**SOURCE TEXT:**
☆ ☆ ☆ ☆ ☆ ☆ ☆
RE: likelihood model for missing SEX data
From: Jakob Ribbing jakob.ribbing@farmbio.uu.se
Subject: RE: [NMusers] likelihood model for missing SEX data
Date: Tue, 11 Jul 2006 17:13:11 +0200
Dear all,
Nick's example was enough to convince me that estimating mixture and
covariate effect simultaneously does not cause bias as I thought (and I now
understand why). In most cases, I would use his approach rather than the one
I suggested.
The latter, to impute covariates outside of NONMEM may still be useful,
basically with the same arguments for and against as for using the GAM in
Xpose instead of stepwise covariate modelling within NONMEM, but with the
additional benefit that you do not have to worry about modelling the
relation between covariates (or the NONMEM-limit in #mixtures). I went ahead
and did a quick try, but implemented so that we do not have to obtain from
NONMEM the individual probability of a certain SEX, and instead use the
Empirical-Bayes Estimates (EBE) of CL to estimate the probability of SEX.
☆ ☆ ☆ ☆ ☆ ☆ ☆
**AVAILABLE DATA:**
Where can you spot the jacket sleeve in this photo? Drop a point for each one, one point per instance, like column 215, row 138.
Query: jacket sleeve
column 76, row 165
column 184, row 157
☆ ☆ ☆ ☆ ☆ ☆ ☆
**WHAT YOU HAVE TO DO:** Continue the forum post about modeling missing SEX data in NONMEM, starting right after its last sentence.

**FINAL ANSWER:**
This approach would allow imputation of several missing covariates using
covariates and EBE:s, but in this example only use the EBE of CL:
1. Change the covariate model for SEX as if it was continuous between 0-1
and impute missing values with the mean. Fit the model in NONMEM and output
the EBE of CL (CL) in a table file
2. Re-impute the missing SEX so that the relation between CL and SEX is as
strong in the "missing subjects" as in the non-missing. Since this step
involves an element of randomness (sampling from the residuals that are
obtained from fitting CL to SEX on the subjects where the covariate is not
missing), this could be repeated several times (multiple imputation), each
time creating a dataset with imputed SEX.
3. Fit a NONMEM model to each dataset created in step 2. These have a more
accurate imputation of SEX (than the nave imputation in step 1). If the
effect of SEX is large and the information on CL is sparse, step 2-3 may
have to be re-iterated, using the updated CL from this step. Whether that is
necessary or not will be seen already in step 1: The effect of SEX will not
change much since in this case we are not using any independent variables
(covariates) in the imputation. The information on CL can be measured as the
shrinkage in the eta on CL.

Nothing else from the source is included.